Pull out every line of the listing below that contains the word "most", matching case exactly.

[Start Input material]

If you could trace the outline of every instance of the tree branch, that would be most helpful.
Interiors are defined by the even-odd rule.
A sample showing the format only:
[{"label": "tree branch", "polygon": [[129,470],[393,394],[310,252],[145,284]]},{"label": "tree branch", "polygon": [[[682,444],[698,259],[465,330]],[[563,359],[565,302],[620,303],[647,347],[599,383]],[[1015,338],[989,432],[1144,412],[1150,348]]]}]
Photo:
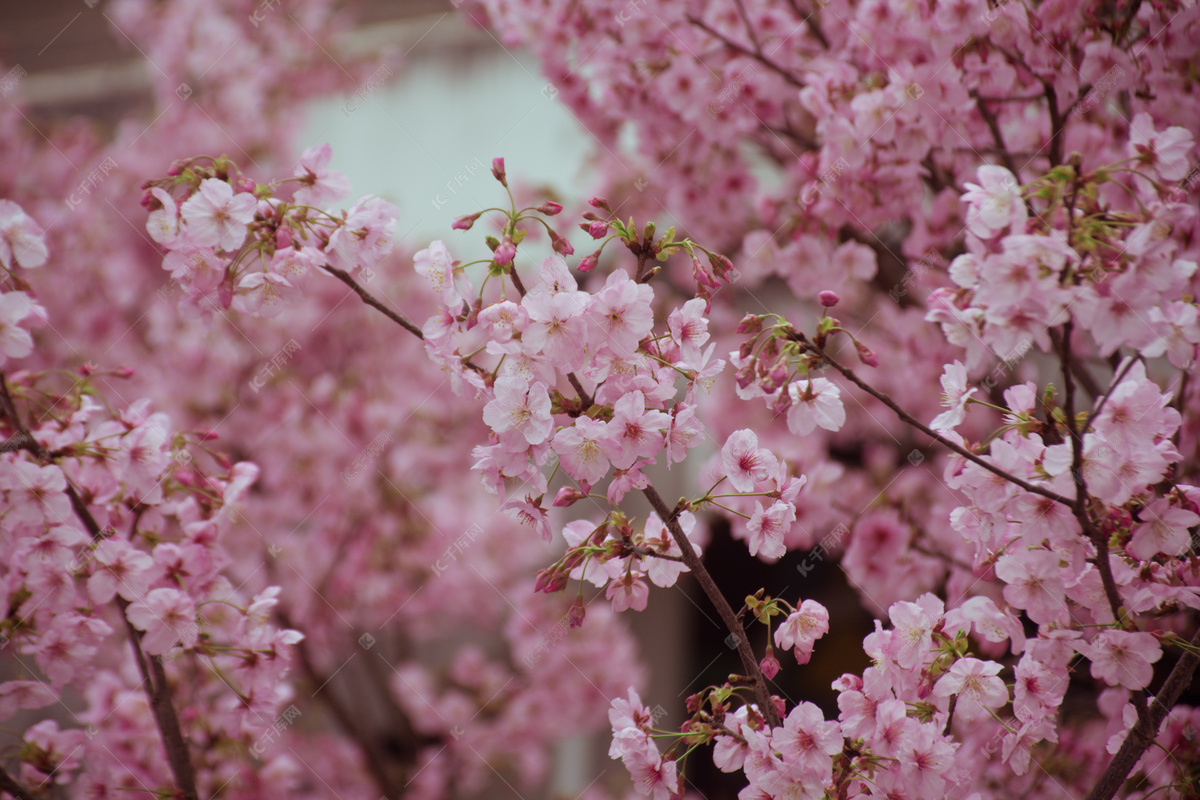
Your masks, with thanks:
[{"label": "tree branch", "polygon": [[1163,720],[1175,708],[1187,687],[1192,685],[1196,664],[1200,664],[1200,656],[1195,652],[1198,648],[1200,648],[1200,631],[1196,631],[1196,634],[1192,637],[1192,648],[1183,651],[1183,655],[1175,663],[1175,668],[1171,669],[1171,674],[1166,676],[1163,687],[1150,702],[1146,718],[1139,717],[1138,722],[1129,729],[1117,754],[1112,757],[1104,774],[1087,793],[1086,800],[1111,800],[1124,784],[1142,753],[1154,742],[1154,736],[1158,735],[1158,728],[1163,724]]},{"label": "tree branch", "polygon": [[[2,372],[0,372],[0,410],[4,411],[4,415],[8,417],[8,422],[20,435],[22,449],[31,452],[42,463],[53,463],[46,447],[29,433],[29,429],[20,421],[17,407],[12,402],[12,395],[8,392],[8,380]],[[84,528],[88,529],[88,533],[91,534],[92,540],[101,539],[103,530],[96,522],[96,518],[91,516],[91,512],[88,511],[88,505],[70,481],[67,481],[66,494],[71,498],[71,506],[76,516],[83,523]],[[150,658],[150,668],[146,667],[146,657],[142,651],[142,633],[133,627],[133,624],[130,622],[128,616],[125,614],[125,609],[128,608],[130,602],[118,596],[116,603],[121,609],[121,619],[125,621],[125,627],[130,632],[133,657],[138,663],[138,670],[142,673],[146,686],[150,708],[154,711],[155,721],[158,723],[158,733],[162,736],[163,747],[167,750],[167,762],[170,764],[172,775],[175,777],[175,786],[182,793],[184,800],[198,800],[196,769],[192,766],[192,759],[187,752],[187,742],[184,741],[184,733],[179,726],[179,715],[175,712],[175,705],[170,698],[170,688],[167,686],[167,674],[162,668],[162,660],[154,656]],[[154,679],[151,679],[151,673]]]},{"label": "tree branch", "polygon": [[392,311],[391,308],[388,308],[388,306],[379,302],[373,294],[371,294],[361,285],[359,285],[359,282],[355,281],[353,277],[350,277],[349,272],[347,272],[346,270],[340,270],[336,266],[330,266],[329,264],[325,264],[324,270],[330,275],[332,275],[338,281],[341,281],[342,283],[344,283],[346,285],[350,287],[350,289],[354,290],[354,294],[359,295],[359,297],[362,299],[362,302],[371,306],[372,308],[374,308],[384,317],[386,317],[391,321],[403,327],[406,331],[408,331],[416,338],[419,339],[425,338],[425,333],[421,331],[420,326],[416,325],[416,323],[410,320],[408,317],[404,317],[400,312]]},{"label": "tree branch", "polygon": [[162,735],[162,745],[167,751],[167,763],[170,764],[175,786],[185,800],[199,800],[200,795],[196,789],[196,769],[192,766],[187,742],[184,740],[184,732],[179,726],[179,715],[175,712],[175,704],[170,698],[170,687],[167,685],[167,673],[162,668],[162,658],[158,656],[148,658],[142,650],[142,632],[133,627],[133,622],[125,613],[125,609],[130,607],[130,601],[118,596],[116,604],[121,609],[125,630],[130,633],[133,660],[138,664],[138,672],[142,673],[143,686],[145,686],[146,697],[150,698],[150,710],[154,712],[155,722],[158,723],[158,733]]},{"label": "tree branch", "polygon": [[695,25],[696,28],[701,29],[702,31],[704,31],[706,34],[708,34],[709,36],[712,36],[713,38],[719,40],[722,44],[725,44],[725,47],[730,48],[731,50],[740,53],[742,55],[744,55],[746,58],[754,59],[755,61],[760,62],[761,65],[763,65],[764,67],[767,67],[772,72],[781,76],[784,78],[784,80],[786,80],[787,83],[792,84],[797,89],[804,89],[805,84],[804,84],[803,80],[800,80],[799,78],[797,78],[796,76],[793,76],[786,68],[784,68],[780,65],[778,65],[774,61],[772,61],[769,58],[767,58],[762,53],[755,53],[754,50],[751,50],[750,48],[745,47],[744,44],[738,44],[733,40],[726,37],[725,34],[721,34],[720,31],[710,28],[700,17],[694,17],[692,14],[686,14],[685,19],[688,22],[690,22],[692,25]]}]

[End Input material]
[Start Input material]

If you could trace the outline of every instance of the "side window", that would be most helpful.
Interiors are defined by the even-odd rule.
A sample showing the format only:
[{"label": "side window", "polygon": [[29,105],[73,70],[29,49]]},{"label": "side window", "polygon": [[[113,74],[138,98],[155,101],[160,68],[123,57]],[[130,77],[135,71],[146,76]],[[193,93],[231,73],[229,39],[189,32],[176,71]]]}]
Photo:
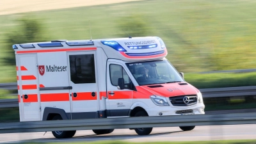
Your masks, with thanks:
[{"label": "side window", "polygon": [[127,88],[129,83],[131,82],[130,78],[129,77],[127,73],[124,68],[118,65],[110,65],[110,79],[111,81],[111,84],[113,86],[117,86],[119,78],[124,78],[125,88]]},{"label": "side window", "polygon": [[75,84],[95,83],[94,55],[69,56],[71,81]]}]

[End Input material]
[Start Input material]

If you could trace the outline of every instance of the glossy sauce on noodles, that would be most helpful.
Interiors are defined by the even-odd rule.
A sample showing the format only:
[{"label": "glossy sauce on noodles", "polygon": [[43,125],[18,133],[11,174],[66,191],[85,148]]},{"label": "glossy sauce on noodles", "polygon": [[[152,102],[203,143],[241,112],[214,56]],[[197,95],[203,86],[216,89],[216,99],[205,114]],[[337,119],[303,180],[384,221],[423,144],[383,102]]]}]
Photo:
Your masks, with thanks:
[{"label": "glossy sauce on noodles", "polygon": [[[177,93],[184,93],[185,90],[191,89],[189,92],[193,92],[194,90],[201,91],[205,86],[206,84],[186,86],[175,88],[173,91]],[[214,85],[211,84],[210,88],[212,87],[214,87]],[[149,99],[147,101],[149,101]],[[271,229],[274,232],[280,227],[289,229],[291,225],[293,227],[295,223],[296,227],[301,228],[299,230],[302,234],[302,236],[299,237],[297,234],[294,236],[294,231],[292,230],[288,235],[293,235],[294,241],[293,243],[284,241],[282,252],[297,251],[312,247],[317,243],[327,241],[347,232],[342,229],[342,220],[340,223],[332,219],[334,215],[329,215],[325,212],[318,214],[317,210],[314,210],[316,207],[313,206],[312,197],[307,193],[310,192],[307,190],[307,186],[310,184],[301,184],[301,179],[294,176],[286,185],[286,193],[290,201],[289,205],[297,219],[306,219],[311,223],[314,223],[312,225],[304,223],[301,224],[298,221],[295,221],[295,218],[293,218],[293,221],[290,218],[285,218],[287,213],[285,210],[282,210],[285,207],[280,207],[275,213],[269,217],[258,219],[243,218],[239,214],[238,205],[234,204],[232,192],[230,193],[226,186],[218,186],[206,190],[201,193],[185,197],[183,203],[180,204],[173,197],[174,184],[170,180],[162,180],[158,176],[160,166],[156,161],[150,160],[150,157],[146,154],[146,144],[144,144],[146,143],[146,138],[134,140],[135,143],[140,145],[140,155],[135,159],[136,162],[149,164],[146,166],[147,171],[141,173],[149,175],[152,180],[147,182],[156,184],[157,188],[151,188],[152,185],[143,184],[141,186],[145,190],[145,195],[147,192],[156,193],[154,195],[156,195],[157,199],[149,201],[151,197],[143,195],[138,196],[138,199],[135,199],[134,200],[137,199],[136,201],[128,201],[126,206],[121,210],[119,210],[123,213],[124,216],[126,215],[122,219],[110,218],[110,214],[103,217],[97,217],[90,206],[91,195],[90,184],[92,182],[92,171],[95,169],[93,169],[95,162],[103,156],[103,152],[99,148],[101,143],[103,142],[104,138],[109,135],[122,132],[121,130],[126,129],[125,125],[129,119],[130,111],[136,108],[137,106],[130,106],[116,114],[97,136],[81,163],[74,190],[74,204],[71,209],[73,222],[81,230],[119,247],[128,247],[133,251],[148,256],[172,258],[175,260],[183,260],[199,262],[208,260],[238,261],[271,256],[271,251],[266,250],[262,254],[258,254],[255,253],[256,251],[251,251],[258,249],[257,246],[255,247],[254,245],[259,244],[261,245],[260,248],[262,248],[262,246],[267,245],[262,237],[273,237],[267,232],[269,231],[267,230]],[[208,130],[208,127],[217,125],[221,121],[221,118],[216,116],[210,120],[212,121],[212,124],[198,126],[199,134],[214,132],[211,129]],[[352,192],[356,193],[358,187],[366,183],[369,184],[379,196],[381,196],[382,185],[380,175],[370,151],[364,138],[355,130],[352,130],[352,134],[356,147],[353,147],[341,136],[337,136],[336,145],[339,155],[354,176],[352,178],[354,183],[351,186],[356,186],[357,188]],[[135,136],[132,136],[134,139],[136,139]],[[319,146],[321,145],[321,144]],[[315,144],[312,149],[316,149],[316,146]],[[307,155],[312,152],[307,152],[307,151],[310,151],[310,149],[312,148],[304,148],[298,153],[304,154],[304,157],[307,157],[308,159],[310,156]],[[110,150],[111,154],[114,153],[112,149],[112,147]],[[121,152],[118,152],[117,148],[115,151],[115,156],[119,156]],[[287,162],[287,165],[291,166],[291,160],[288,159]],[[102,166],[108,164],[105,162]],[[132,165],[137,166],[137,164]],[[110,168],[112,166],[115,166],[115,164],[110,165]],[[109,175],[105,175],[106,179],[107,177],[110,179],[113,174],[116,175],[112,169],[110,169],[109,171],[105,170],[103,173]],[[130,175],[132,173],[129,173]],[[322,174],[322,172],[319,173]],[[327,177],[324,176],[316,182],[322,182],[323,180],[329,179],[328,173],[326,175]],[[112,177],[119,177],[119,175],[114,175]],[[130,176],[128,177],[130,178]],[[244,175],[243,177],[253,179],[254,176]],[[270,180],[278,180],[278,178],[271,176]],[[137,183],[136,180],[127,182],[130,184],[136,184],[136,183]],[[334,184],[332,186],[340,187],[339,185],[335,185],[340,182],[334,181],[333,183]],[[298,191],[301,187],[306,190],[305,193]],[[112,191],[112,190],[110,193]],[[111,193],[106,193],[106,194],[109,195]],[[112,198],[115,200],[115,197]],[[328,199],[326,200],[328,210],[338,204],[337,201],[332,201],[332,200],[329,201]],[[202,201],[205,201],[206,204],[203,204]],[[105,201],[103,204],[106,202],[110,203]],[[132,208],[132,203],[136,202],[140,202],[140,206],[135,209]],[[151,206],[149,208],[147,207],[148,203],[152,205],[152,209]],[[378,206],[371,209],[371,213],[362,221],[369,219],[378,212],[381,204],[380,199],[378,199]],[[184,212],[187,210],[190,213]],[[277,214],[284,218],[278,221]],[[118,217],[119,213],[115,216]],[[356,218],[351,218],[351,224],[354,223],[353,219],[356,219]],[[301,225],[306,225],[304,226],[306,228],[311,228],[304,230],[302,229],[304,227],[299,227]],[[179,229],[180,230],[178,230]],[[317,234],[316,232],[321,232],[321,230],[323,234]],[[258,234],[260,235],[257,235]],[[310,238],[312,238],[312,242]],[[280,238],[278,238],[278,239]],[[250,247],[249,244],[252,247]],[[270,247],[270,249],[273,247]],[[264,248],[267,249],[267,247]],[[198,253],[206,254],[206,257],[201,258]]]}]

[End Input material]

The answer:
If you could trace the outline of every instance of the tree branch, that would be most helpful.
If you could trace the outline of every instance of the "side window", that would be most helpful.
If you could trace the outline of every instance of the glossy sauce on noodles, that would be most helpful.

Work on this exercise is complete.